= DONNÉES =
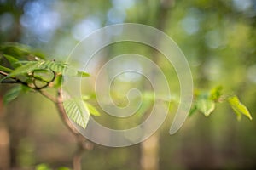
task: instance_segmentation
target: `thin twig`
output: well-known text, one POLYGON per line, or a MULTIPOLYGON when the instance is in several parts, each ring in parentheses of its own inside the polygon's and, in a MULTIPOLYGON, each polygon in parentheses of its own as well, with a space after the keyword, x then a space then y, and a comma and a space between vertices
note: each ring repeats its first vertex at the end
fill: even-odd
POLYGON ((8 76, 9 75, 9 73, 4 72, 3 71, 0 71, 0 74, 2 74, 3 76, 8 76))
POLYGON ((44 97, 46 97, 48 99, 49 99, 50 101, 54 102, 54 103, 57 103, 57 99, 55 99, 53 96, 51 96, 50 94, 49 94, 47 92, 44 91, 44 90, 37 90, 38 92, 39 92, 42 95, 44 95, 44 97))

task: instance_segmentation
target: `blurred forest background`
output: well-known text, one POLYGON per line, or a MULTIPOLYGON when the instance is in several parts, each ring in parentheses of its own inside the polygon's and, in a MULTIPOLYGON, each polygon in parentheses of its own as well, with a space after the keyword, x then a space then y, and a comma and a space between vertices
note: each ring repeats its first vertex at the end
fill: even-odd
MULTIPOLYGON (((150 156, 145 158, 145 147, 155 151, 148 153, 154 155, 152 162, 157 161, 155 170, 254 169, 255 0, 0 0, 0 42, 27 44, 49 60, 65 60, 86 35, 125 22, 166 32, 184 53, 195 88, 223 85, 227 93, 235 92, 241 98, 253 120, 238 122, 226 105, 218 105, 207 118, 203 114, 189 117, 171 136, 170 116, 151 143, 125 148, 94 144, 83 156, 83 169, 147 169, 151 161, 150 156)), ((140 47, 131 44, 122 47, 112 47, 113 54, 108 55, 140 51, 140 47)), ((158 63, 169 71, 164 61, 158 63)), ((39 94, 29 94, 5 106, 2 98, 9 88, 0 86, 0 169, 32 169, 40 163, 71 167, 75 140, 54 105, 39 94)), ((172 109, 173 113, 175 110, 172 109)))

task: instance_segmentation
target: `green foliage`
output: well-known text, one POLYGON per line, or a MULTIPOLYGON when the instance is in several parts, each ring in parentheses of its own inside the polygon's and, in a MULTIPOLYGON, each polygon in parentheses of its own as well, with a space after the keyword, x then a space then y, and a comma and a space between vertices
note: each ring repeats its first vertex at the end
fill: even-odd
MULTIPOLYGON (((45 88, 61 88, 63 74, 71 76, 90 76, 88 73, 77 71, 62 62, 44 60, 35 56, 31 60, 24 60, 24 56, 29 56, 29 52, 22 48, 21 49, 23 51, 19 52, 18 46, 14 47, 15 51, 9 50, 9 48, 11 48, 10 45, 6 46, 5 48, 3 48, 3 46, 1 46, 1 48, 3 49, 2 51, 3 54, 2 60, 5 59, 9 63, 9 67, 11 68, 6 67, 1 64, 3 65, 0 65, 0 71, 5 72, 5 75, 0 82, 3 82, 6 79, 12 79, 21 84, 14 87, 5 94, 5 104, 17 98, 21 92, 27 91, 27 88, 41 90, 45 88), (6 52, 8 53, 5 54, 6 52), (17 56, 14 56, 13 54, 17 54, 17 56)), ((237 115, 238 120, 241 119, 241 115, 244 115, 252 120, 250 112, 247 107, 239 101, 238 98, 236 96, 231 96, 228 99, 224 98, 222 89, 223 88, 221 86, 218 86, 207 93, 195 91, 194 103, 189 115, 191 116, 198 110, 206 116, 208 116, 215 110, 217 103, 228 100, 231 108, 237 115)), ((147 112, 154 100, 168 103, 172 102, 172 99, 154 99, 154 97, 153 93, 143 93, 143 102, 137 110, 138 115, 143 115, 147 112)), ((63 106, 68 117, 83 128, 86 128, 90 115, 100 116, 96 108, 87 102, 90 99, 90 96, 84 96, 82 99, 69 99, 63 101, 63 106)))
POLYGON ((84 101, 84 103, 87 112, 89 112, 90 115, 93 116, 101 116, 100 112, 96 110, 96 107, 94 107, 88 102, 84 101))
POLYGON ((196 91, 189 116, 193 115, 196 110, 199 110, 206 116, 208 116, 215 110, 217 103, 228 101, 236 114, 237 120, 241 120, 242 115, 252 120, 253 117, 249 110, 241 103, 237 96, 233 95, 226 98, 225 95, 223 94, 222 89, 223 88, 218 86, 213 88, 208 93, 196 91))
POLYGON ((250 120, 253 119, 249 110, 247 108, 241 103, 237 96, 234 95, 228 98, 228 101, 231 106, 231 108, 234 110, 235 113, 236 114, 237 120, 241 120, 241 115, 246 116, 250 120))
MULTIPOLYGON (((77 71, 65 63, 37 58, 32 52, 29 53, 25 46, 15 44, 12 47, 11 44, 5 44, 0 46, 0 49, 3 54, 1 59, 8 61, 6 66, 1 63, 0 71, 3 77, 0 82, 19 83, 6 93, 4 104, 16 99, 20 93, 26 92, 28 89, 37 91, 45 88, 60 88, 63 74, 71 76, 89 76, 88 73, 77 71), (28 60, 26 57, 30 55, 33 57, 28 60)), ((84 104, 76 99, 64 101, 63 105, 67 116, 84 128, 87 125, 90 113, 95 116, 100 115, 89 103, 84 104)))
POLYGON ((200 98, 196 100, 196 108, 206 116, 208 116, 215 109, 214 101, 207 98, 200 98))
POLYGON ((52 170, 48 165, 42 163, 36 166, 36 170, 52 170))
POLYGON ((79 99, 70 99, 63 101, 67 116, 83 128, 86 128, 90 112, 84 108, 84 103, 79 99))
POLYGON ((14 100, 22 91, 22 85, 15 86, 13 88, 9 90, 3 96, 3 104, 7 105, 10 101, 14 100))
POLYGON ((13 68, 17 68, 19 66, 21 66, 21 64, 19 63, 19 60, 14 58, 13 56, 7 55, 7 54, 4 54, 3 56, 9 62, 10 65, 13 68))
MULTIPOLYGON (((35 167, 35 170, 52 170, 52 168, 50 168, 47 164, 42 163, 42 164, 37 165, 35 167)), ((57 170, 70 170, 70 168, 65 167, 58 167, 57 170)))

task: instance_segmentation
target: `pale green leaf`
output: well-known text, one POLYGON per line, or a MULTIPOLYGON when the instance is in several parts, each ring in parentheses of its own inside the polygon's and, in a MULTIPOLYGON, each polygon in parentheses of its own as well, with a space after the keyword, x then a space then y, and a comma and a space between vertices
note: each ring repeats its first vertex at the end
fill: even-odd
POLYGON ((229 101, 231 108, 236 114, 238 120, 241 119, 241 115, 246 116, 250 120, 253 119, 249 110, 242 103, 241 103, 241 101, 239 100, 237 96, 234 95, 234 96, 230 97, 228 99, 228 101, 229 101))
POLYGON ((7 59, 7 60, 14 69, 22 65, 20 63, 19 63, 19 60, 15 59, 15 57, 6 54, 3 54, 3 56, 5 57, 5 59, 7 59))
POLYGON ((13 70, 4 67, 4 66, 2 66, 2 65, 0 65, 0 71, 3 71, 6 73, 10 73, 11 71, 13 71, 13 70))
POLYGON ((218 86, 216 88, 213 88, 212 89, 211 89, 210 91, 210 99, 213 100, 213 101, 218 101, 218 99, 221 97, 222 95, 222 86, 218 86))
POLYGON ((100 112, 97 110, 97 109, 96 107, 94 107, 93 105, 91 105, 90 104, 89 104, 88 102, 84 102, 84 106, 86 108, 86 110, 88 110, 88 112, 90 112, 90 115, 94 115, 94 116, 101 116, 100 112))
POLYGON ((10 90, 9 90, 3 96, 3 104, 7 105, 10 101, 16 99, 21 91, 22 91, 21 85, 17 85, 17 86, 14 87, 13 88, 11 88, 10 90))
POLYGON ((90 76, 90 74, 84 71, 77 71, 78 76, 90 76))
POLYGON ((86 110, 83 100, 70 99, 63 101, 63 106, 67 116, 83 128, 86 128, 90 113, 86 110))
POLYGON ((214 110, 215 103, 207 99, 199 99, 196 101, 196 108, 208 116, 214 110))
POLYGON ((0 82, 2 82, 3 80, 11 77, 11 76, 15 76, 17 75, 21 75, 21 74, 25 74, 25 73, 28 73, 33 70, 35 70, 36 68, 39 68, 40 65, 44 63, 44 61, 30 61, 28 63, 26 63, 26 65, 23 65, 22 66, 20 66, 18 68, 16 68, 15 70, 14 70, 9 75, 8 75, 7 76, 4 76, 2 80, 0 80, 0 82))

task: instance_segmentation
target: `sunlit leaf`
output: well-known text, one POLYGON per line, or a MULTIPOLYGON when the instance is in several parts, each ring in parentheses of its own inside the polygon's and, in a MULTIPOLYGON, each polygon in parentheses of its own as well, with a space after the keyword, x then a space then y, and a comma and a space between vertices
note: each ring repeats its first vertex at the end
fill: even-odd
POLYGON ((0 82, 2 82, 3 80, 4 80, 6 78, 11 77, 11 76, 15 76, 17 75, 28 73, 28 72, 35 70, 36 68, 39 68, 43 63, 44 63, 44 61, 41 61, 41 60, 40 61, 31 61, 26 65, 23 65, 22 66, 16 68, 9 75, 8 75, 7 76, 4 76, 2 80, 0 80, 0 82))
POLYGON ((79 99, 66 99, 63 106, 67 116, 83 128, 86 128, 90 113, 84 108, 84 104, 79 99))
POLYGON ((42 163, 36 166, 36 170, 52 170, 48 165, 42 163))
POLYGON ((242 103, 241 103, 241 101, 239 100, 237 96, 234 95, 234 96, 230 97, 228 99, 228 101, 229 101, 231 108, 233 109, 233 110, 236 114, 238 120, 241 119, 241 115, 246 116, 250 120, 253 119, 249 110, 247 110, 247 108, 242 103))
POLYGON ((90 112, 90 115, 94 115, 96 116, 101 116, 101 114, 97 110, 97 109, 95 106, 89 104, 88 102, 84 102, 84 106, 85 106, 85 109, 88 110, 88 112, 90 112))
POLYGON ((77 72, 78 76, 90 76, 90 74, 84 71, 78 71, 77 72))
POLYGON ((7 59, 7 60, 14 69, 22 65, 20 63, 19 63, 19 60, 15 59, 15 57, 7 54, 3 54, 3 56, 5 57, 5 59, 7 59))
POLYGON ((194 115, 196 110, 197 110, 196 105, 194 105, 189 110, 189 116, 194 115))
POLYGON ((13 70, 4 67, 4 66, 2 66, 2 65, 0 65, 0 71, 3 71, 6 73, 10 73, 11 71, 13 71, 13 70))
POLYGON ((49 82, 55 78, 55 73, 49 69, 37 69, 33 71, 33 76, 42 82, 49 82))
POLYGON ((210 91, 210 99, 214 100, 214 101, 218 101, 218 99, 222 95, 222 86, 218 86, 214 88, 212 88, 210 91))
POLYGON ((3 96, 3 104, 7 105, 10 101, 16 99, 21 91, 22 91, 21 85, 17 85, 17 86, 14 87, 13 88, 11 88, 10 90, 9 90, 3 96))
POLYGON ((214 110, 215 103, 207 99, 199 99, 196 101, 196 108, 208 116, 214 110))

= OBJECTIF =
Reproduisez à l'identique tout ce qui va du début des données jusqu'à la ligne contenant « MULTIPOLYGON (((150 156, 145 », cette ligne comprise. Laissez les images de côté dans votre réponse.

= RÉPONSE ATTENDUE =
task: instance_segmentation
target: `thin twig`
output: well-known text, one POLYGON per line, or a MULTIPOLYGON when the instance is in several parts, each ring in parentheses of its own inside the polygon's and, in a MULTIPOLYGON, each polygon in parentheses of its own as well, with a space after the keyword, x then a space then y, and a comma and a space between vertices
note: each ring repeats its first vertex at the end
fill: even-odd
POLYGON ((8 76, 9 75, 9 73, 4 72, 3 71, 0 71, 0 74, 2 74, 3 76, 8 76))
POLYGON ((44 97, 46 97, 48 99, 49 99, 50 101, 54 102, 54 103, 57 103, 57 99, 55 99, 53 96, 51 96, 50 94, 49 94, 47 92, 44 91, 44 90, 37 90, 38 92, 39 92, 42 95, 44 95, 44 97))

task: instance_segmentation
target: `blurred forest background`
output: well-known text, one POLYGON per line, or a MULTIPOLYGON when the instance is in several parts, each ring in parentheses of its own inside the polygon's and, in a MULTIPOLYGON, each polygon in parentheses of its own as well, with a space after the keyword, x then a space then y, and a comma and a space between vertices
note: each ring repeats its first vertex at the end
fill: even-odd
MULTIPOLYGON (((150 156, 145 158, 145 147, 155 151, 148 153, 154 155, 152 162, 157 161, 155 170, 254 169, 255 0, 0 0, 0 42, 27 44, 49 60, 65 60, 86 35, 125 22, 166 32, 184 53, 195 88, 223 85, 227 93, 235 92, 241 98, 253 120, 238 122, 226 105, 218 105, 207 118, 203 114, 189 117, 171 136, 170 116, 151 143, 125 148, 94 144, 83 156, 83 169, 147 169, 151 161, 150 156)), ((140 47, 131 44, 122 47, 112 47, 113 54, 108 55, 140 51, 140 47)), ((158 63, 169 71, 164 61, 158 63)), ((39 94, 29 94, 5 106, 2 98, 9 88, 0 86, 0 169, 32 169, 40 163, 71 167, 75 140, 54 105, 39 94)), ((172 109, 173 113, 175 110, 172 109)))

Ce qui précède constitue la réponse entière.